# Brief 1
In the article on underemployment, what was Ohio's most recent state underemployment rate?
# Brief 2
Using the article on underemployment, explain why economists regard underemployment as one of the best measures of how bad the Great Recession has gotten.
# Brief 3
Pick up the article on underemployment after its final sentence and keep writing.

# Text
►

They’re part-time with a combined salary of about $10,000 — a fifth of what the Warren County woman made in the full-time job she lost in 2004.
“I always thought if you worked hard and tried hard you would have a job,” said Black, 49. “It’s just not that way.”
Black is among the growing category of workers who, in the jargon of the U.S. Bureau of Labor Statistics, are “underemployed.” Economists say underemployment is one of the best measures of just how bad things have gotten in the Great Recession, even in pockets of relative prosperity such as growing Warren County.
“It gives us a more comprehensive measure of how many (people) are directly affected by the downturn,” said Heidi Shierholz, who tracks unemployment for the Economic Policy Institute in Washington, D.C.
Ohio’s unemployment rate has hovered between 10 and 11 percent since April 2009; April’s rate was 10.9 percent.
The most recent state underemployment rate, however, was 17.5 percent. Included in that grim statistic are the unemployed, people who were looking for work but then stopped, and those, like Black, who are working part-time involuntarily.

◄

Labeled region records

►

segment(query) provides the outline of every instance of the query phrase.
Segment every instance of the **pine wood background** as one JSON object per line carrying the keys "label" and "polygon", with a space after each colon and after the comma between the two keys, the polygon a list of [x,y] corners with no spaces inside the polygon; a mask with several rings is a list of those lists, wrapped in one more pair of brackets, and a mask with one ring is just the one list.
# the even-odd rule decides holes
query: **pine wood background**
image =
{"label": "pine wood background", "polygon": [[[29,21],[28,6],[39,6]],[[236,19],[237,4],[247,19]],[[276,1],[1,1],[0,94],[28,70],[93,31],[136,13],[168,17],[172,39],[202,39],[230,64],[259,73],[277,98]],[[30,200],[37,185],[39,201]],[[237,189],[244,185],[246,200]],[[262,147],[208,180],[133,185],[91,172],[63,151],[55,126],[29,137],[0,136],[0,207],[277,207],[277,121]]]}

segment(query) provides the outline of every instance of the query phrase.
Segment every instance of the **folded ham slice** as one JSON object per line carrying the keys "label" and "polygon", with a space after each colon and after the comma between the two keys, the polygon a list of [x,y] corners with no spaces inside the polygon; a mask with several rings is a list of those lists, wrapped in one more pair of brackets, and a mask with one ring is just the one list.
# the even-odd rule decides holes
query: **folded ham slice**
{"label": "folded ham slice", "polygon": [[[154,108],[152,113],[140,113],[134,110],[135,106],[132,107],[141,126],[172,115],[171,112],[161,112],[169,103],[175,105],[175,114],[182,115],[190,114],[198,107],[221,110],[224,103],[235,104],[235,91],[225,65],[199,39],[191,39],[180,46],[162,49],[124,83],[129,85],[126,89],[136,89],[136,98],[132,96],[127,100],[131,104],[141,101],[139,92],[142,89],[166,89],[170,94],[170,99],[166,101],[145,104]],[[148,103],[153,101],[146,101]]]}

◄

# Right answer 1
It was 17.5 percent.

# Right answer 2
Underemployment gives a more comprehensive measure of how many people are directly affected by the downturn. Besides the unemployed, it counts people who were looking for work and then stopped and those who are working part-time involuntarily.

# Right answer 3
Some believe even that figure is optimistic because it doesn’t capture workers overqualified for their full-time jobs — the “mechanical engineer working at 7-11,” Shierholz said.
Since Black lost her full-time job as an extension educator at Ohio State University, she and her college student son have moved in with her aging parents. She is thankful for the 20 hours a week she works as an Ohio Benefits Bank coordinator for the Warren County Community Services, but wishes she could help her parents more financially.
“I need to file (for) bankruptcy,” she said, “but I don’t have enough money.”